:: Fragmento de origen

Esta es una más de las fabulosas historias que cuenta la fascinante novela La vegetariana, de la autora surcoreana ganadora del Nobel de Literatura, Han Kang. La vivacidad e intensidad de las imágenes me cautivó desde el comienzo, no solo por su complejidad, sino también por la inclusión literaria del proceso de creación de un artista atribulado, quien desenreda sus obstrucciones y objeciones al encontrar un motivo y una causa de placer en su creación y en la incipiente locura de su cuñada. Una intersección sorprendente de humanidad que gravita en torno a la idea específica y universal del placer: ese otro purificador. Y otra más de las distancias que podrían hallarse entre la máquina de inteligencia artificial y el artista humano.

::::

» **Qué harás**:
1. Según el fragmento sobre La vegetariana, ¿qué premio ganó su autora?
2. Escribe un párrafo breve que continúe el fragmento sobre La vegetariana a partir de su última oración.

:: Listado de datos

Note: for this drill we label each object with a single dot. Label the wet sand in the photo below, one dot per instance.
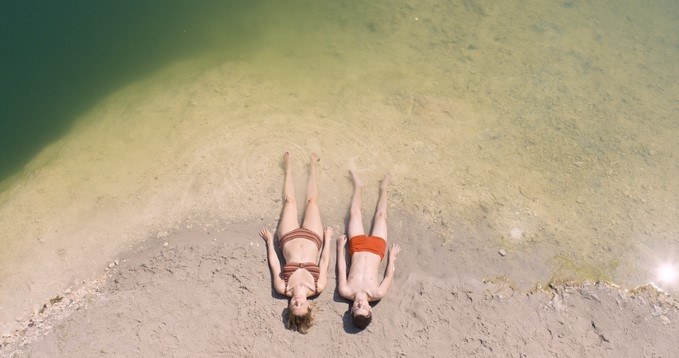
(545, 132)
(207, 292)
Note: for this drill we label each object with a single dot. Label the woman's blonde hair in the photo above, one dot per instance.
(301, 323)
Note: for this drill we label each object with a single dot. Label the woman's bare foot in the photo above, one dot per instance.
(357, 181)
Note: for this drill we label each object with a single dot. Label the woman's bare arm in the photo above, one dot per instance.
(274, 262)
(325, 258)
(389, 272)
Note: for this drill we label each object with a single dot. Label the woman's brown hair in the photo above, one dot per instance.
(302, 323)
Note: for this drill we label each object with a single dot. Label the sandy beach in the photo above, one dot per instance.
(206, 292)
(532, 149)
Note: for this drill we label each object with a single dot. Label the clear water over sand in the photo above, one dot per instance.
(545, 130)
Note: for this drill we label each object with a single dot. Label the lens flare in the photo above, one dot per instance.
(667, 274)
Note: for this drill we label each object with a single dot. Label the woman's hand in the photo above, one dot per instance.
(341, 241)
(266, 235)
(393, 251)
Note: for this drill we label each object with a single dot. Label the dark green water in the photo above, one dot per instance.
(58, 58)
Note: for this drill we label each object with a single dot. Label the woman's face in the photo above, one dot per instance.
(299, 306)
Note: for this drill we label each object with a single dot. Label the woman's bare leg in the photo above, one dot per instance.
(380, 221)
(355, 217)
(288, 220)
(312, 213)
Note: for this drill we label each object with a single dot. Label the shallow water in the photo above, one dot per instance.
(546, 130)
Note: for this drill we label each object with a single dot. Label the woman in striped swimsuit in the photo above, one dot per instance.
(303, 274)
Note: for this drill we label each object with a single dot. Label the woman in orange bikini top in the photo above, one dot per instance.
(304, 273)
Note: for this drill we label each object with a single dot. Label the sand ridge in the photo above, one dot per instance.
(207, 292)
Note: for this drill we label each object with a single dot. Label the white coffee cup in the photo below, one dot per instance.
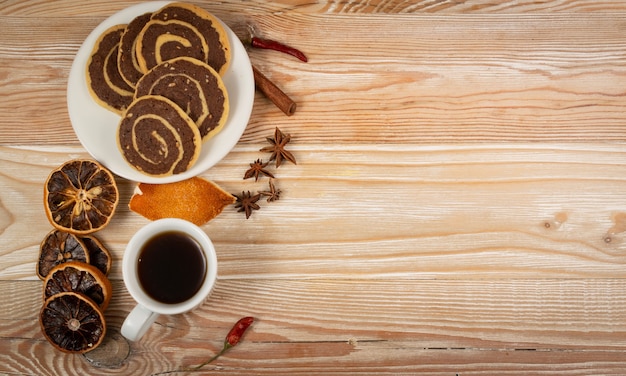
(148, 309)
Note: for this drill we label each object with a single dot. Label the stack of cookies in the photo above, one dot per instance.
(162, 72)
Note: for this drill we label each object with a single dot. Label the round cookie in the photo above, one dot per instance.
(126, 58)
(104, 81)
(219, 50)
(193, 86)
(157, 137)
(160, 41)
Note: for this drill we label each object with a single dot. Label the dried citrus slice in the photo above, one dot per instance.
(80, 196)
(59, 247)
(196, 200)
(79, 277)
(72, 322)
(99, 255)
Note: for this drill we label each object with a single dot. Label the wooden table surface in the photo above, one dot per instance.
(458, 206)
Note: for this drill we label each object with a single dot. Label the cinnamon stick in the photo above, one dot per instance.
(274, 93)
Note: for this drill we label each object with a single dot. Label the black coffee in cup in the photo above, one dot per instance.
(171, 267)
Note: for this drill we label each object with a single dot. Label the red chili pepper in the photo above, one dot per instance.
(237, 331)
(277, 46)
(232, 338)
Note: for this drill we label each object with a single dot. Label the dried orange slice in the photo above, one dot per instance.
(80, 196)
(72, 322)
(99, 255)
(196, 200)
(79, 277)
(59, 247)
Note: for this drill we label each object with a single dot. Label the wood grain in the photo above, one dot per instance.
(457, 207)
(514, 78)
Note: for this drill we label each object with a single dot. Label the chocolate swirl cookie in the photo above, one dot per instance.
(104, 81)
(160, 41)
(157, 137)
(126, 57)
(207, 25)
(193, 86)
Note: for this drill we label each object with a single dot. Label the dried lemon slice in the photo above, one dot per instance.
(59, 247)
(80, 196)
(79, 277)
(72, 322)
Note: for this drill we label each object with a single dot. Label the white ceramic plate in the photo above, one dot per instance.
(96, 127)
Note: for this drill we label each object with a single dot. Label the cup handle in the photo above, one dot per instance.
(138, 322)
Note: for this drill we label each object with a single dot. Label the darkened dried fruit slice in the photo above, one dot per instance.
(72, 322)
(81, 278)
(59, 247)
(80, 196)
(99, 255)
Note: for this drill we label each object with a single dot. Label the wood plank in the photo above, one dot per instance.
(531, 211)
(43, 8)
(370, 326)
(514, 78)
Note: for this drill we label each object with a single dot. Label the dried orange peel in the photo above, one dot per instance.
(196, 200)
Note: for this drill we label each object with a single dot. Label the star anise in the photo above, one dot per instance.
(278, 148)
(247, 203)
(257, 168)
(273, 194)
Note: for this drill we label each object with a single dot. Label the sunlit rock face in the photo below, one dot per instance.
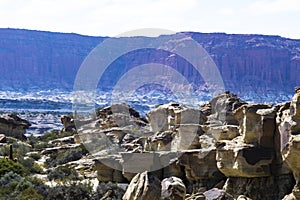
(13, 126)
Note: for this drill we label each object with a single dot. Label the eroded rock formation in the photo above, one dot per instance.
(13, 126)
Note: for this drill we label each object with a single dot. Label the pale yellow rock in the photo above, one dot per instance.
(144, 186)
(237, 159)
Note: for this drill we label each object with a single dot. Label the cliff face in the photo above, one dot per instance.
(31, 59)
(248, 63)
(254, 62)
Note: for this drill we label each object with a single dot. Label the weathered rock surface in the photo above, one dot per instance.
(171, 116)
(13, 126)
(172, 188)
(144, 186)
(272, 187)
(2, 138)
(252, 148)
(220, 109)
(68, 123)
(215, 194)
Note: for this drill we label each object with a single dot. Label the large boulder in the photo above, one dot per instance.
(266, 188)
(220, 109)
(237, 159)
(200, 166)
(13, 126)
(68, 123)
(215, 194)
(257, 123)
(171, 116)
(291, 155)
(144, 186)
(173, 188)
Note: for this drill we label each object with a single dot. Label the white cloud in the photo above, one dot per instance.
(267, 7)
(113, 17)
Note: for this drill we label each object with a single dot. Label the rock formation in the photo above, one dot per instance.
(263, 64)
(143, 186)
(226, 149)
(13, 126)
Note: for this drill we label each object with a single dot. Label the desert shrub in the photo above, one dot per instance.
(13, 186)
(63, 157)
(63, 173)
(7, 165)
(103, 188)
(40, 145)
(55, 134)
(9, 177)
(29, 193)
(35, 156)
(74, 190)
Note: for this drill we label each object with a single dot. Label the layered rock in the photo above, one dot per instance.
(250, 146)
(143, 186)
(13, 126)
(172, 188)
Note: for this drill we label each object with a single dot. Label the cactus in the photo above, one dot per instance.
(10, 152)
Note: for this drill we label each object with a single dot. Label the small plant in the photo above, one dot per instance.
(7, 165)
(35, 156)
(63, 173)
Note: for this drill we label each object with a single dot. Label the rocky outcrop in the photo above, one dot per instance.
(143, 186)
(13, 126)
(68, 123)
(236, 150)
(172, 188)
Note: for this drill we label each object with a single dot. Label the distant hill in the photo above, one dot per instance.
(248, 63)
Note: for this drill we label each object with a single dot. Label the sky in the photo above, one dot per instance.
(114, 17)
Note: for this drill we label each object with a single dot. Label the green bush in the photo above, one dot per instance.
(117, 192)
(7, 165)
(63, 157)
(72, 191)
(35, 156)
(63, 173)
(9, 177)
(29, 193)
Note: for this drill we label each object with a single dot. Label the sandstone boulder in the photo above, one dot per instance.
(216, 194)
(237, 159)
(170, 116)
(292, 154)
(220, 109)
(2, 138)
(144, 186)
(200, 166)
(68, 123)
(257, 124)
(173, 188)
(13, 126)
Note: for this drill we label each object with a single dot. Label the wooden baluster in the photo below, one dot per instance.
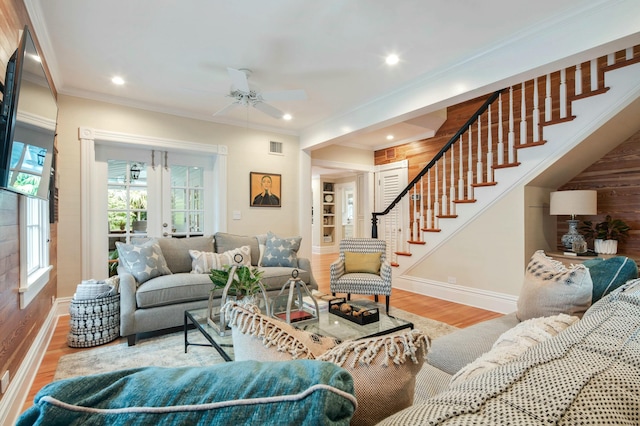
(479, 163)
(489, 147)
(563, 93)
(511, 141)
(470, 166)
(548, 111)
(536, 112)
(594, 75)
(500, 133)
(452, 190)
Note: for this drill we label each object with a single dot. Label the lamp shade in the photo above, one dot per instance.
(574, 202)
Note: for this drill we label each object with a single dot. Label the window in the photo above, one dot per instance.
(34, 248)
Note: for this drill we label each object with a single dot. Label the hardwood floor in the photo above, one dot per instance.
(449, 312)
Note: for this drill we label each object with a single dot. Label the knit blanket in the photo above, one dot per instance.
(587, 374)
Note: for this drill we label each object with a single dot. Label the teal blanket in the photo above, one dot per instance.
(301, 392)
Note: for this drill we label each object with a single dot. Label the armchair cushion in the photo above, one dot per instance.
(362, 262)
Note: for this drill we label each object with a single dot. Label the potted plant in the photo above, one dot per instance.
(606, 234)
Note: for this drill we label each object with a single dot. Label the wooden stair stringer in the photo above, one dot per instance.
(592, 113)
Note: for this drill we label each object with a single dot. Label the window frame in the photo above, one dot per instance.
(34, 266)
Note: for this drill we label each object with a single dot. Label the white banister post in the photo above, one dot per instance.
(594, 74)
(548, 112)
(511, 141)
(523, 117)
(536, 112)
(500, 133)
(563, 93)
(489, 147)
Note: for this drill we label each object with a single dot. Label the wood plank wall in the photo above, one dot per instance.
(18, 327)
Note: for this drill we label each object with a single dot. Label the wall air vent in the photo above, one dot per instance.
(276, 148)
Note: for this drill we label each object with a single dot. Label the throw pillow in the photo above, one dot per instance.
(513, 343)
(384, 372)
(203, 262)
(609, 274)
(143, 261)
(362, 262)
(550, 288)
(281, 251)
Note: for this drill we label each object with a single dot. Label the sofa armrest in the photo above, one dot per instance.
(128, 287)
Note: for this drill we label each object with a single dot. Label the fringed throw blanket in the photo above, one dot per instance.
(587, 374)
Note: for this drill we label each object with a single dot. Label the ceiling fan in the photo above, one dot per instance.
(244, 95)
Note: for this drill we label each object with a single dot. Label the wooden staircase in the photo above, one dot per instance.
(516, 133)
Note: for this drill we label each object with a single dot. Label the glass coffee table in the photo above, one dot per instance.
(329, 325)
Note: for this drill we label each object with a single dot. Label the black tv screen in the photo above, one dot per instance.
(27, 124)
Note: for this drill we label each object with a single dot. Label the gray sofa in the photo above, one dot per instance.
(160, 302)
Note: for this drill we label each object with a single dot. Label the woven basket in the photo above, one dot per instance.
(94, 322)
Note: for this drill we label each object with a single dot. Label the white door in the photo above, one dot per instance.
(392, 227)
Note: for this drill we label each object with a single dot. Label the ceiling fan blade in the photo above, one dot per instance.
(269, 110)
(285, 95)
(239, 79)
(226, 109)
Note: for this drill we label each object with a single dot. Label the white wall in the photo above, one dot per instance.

::::

» **Resultados esperados**:
1. El Nobel de Literatura.

2.
Hace poco leí una conclusión contundente de la profesora de periodismo Meredith Broussard en su libro Artificial Unintelligence: una de las exageraciones más comunes respecto a la inteligencia artificial es que puede o podrá hacerlo todo. Y aunque el planteamiento es sencillo, recoge una cuestión sumamente relevante: ¿qué no puede hacer la inteligencia artificial? Siguiendo la opinión de Broussard, infinidad de asuntos reservados e “improgramables” por parte del ser humano. Entre ellos, sin duda, se encuentra el indescriptible e indescifrable oficio de provocar placer. Muchos dirán que me equivoco por los temibles avances de la maquinización de la sexualidad humana, que va desde juguetes sexuales con conexiones de internet de alta velocidad hasta los personajes digitales que ahora se pueden crear para iniciar un romance y tener sexo virtual. No obstante, dichas tecnologías poco tienen que ver con el placer, y más bien se relacionan con la idea y el negocio de su consumo y de su mercantilización. En otras palabras, como sucede en otros aspectos de la inteligencia artificial, se termina por confundir el proceso con su resultado. En el caso del placer, es la dificultad y la misma idea de fracaso sobre ese objeto deseado lo que define el valor de la experiencia.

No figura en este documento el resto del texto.